As a backbencher, Clarke has taken a number of non-executive directorships and engaged in non-political media work, including serving as Deputy Chairman of British American Tobacco (BAT) (1998-2005) and Deputy Chairman of Alliance Unichem, and has faced allegations over the activities of BAT in lobbying the developing world to reject stronger health warnings on cigarette packets and evidence that his corporation has been involved in smuggling.[6] He has presented several series of jazz programmes on BBC Radio Four, including one on his namesake, bebop drummer Kenny Clarke.
Interests outside politics and business
Ken Clarke's principal interests are jazz, birdwatching, reading political history and watching most kinds of sport (he is a big fan of Nottingham Forest). He attended the 1966 World Cup final and claims (with a little jest) to have been influential in persuading the man known vernacularly as "the Russian linesman" Tofik Bakhramov (who was actually from Azerbaijan), to award a goal to Geoff Hurst when the England striker had seen his shot hit the crossbar of opponents West Germany and bounce down, leaving doubt as to whether the ball had crossed the line. Clarke's position in the Wembley crowd was right behind the linesman at the time, and he shouted at the official to award a goal. Clarke makes this claim in jest as Bakhramov understood no English at all.

| EXERCISE 1 |
In the Ken Clarke extract, which football club is he described as a big fan of?

| PROVIDED INFORMATION |
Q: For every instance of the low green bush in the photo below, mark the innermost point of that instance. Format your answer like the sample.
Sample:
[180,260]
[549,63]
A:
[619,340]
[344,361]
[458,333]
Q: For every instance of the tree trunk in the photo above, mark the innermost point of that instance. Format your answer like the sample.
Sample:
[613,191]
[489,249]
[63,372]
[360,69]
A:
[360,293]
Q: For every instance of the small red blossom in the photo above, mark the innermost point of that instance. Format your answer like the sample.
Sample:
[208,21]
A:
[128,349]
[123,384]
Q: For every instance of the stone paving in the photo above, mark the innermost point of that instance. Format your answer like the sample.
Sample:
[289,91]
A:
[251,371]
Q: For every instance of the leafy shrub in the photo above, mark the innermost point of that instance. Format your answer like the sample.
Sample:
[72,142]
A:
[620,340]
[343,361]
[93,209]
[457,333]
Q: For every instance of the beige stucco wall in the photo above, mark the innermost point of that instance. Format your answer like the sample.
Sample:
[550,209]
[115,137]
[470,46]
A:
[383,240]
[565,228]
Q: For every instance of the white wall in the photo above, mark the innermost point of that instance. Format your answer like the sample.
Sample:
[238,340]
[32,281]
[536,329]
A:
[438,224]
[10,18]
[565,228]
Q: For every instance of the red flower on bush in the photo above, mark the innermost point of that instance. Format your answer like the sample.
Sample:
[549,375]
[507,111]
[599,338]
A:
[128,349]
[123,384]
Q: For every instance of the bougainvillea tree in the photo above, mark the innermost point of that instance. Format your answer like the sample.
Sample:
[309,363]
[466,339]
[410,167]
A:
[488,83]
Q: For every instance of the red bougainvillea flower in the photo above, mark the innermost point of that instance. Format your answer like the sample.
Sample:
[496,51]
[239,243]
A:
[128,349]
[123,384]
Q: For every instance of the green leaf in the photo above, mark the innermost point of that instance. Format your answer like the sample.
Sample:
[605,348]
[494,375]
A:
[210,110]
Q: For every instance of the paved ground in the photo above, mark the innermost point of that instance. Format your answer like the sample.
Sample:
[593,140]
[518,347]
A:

| EXERCISE 2 |
How many lines in the rows above contain the string "flower"? Case counts. Give only the number.

| RESULT 1 |
Nottingham Forest.

| RESULT 2 |
2